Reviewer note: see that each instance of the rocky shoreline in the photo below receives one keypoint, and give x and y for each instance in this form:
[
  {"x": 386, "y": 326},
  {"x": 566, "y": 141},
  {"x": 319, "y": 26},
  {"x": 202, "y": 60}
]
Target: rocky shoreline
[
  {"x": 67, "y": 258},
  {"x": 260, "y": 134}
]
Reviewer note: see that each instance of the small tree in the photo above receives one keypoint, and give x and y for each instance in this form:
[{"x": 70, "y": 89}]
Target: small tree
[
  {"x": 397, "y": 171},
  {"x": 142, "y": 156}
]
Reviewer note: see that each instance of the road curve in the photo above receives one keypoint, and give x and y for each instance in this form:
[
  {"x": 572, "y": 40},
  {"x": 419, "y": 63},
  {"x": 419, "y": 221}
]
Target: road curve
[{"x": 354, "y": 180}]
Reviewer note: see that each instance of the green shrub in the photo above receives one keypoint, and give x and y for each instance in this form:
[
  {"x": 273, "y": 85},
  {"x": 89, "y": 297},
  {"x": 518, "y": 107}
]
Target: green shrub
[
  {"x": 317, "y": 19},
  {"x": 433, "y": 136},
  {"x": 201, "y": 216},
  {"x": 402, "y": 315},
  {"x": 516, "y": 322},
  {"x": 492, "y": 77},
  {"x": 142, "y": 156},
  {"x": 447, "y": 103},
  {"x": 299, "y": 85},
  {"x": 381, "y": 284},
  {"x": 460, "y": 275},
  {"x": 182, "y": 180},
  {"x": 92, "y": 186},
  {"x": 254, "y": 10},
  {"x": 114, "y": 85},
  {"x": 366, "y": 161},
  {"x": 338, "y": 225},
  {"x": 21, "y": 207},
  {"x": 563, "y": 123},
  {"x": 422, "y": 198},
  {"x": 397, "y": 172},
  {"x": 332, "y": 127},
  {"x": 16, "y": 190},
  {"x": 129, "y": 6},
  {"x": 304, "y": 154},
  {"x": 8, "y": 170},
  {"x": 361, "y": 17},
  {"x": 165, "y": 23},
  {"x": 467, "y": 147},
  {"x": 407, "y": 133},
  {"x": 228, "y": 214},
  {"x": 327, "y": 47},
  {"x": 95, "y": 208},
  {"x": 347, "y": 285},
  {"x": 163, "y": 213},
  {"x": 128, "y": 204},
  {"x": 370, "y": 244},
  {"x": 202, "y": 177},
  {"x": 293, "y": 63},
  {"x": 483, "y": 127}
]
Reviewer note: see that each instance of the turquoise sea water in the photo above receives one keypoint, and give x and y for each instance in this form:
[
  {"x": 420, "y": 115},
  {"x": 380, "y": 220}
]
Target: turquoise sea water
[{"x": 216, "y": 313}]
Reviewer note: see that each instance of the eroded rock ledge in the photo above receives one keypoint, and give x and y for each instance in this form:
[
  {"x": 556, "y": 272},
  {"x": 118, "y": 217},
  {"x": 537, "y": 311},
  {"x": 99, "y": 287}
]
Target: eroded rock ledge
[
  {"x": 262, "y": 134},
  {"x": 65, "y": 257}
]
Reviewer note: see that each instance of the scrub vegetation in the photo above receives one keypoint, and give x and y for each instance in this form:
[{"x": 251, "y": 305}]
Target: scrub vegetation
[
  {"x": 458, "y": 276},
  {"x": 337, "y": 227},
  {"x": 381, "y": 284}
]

○ ○ ○ ○ ○ ○ ○

Repeat every entry exactly, please.

-- IN RESPONSE --
Reviewer note: see that each instance of the rocky shoreline in the photo below receives one keypoint, and give x and y for each instance in this form:
[
  {"x": 386, "y": 326},
  {"x": 566, "y": 141},
  {"x": 319, "y": 26},
  {"x": 202, "y": 60}
]
Target: rocky shoreline
[
  {"x": 67, "y": 258},
  {"x": 260, "y": 134}
]
Reviewer note: see that each instance of the small tree in the photo above receives one keypoint, and give x and y for each instance in this form:
[{"x": 70, "y": 89}]
Target: small tree
[
  {"x": 397, "y": 171},
  {"x": 142, "y": 156}
]
Reviewer note: see that each instance of the road curve in the photo above receives one keypoint, and give x and y for each instance in this form:
[
  {"x": 572, "y": 40},
  {"x": 419, "y": 63},
  {"x": 419, "y": 221}
]
Target: road curve
[{"x": 354, "y": 180}]
Reviewer note: see that each instance of the green shrub in the photo above receives one keypoint, and give x and y for each instance in this form:
[
  {"x": 273, "y": 85},
  {"x": 89, "y": 297},
  {"x": 518, "y": 107}
]
Target: green shrub
[
  {"x": 317, "y": 19},
  {"x": 433, "y": 136},
  {"x": 201, "y": 216},
  {"x": 402, "y": 315},
  {"x": 516, "y": 322},
  {"x": 492, "y": 77},
  {"x": 142, "y": 156},
  {"x": 447, "y": 103},
  {"x": 299, "y": 85},
  {"x": 381, "y": 284},
  {"x": 460, "y": 275},
  {"x": 182, "y": 180},
  {"x": 92, "y": 186},
  {"x": 254, "y": 10},
  {"x": 114, "y": 85},
  {"x": 366, "y": 161},
  {"x": 338, "y": 225},
  {"x": 21, "y": 207},
  {"x": 563, "y": 123},
  {"x": 422, "y": 198},
  {"x": 397, "y": 172},
  {"x": 332, "y": 127},
  {"x": 16, "y": 190},
  {"x": 129, "y": 6},
  {"x": 304, "y": 154},
  {"x": 8, "y": 170},
  {"x": 361, "y": 17},
  {"x": 165, "y": 23},
  {"x": 467, "y": 147},
  {"x": 407, "y": 133},
  {"x": 228, "y": 214},
  {"x": 327, "y": 47},
  {"x": 95, "y": 208},
  {"x": 347, "y": 285},
  {"x": 163, "y": 213},
  {"x": 128, "y": 204},
  {"x": 370, "y": 244},
  {"x": 202, "y": 177},
  {"x": 293, "y": 63},
  {"x": 483, "y": 127}
]
Reviewer note: see that each instance of the turquoise sea water in the photo above receives one keypoint, and give x and y for each instance in this form:
[
  {"x": 420, "y": 115},
  {"x": 380, "y": 220}
]
Target: turquoise sea water
[{"x": 216, "y": 313}]
Reviewer note: see that each instance of the eroded rock ledge in the photo above receives one keypoint, and give x and y for each instance in this form:
[
  {"x": 556, "y": 272},
  {"x": 118, "y": 217},
  {"x": 537, "y": 311},
  {"x": 99, "y": 287}
]
Target: eroded rock ledge
[
  {"x": 262, "y": 134},
  {"x": 65, "y": 257}
]
Reviewer note: see that each instance of the scrub vegetation in the photo above receives one keypoint, and give x and y for each instance in this form:
[{"x": 251, "y": 305}]
Target: scrub vegetation
[
  {"x": 458, "y": 276},
  {"x": 337, "y": 227},
  {"x": 381, "y": 284}
]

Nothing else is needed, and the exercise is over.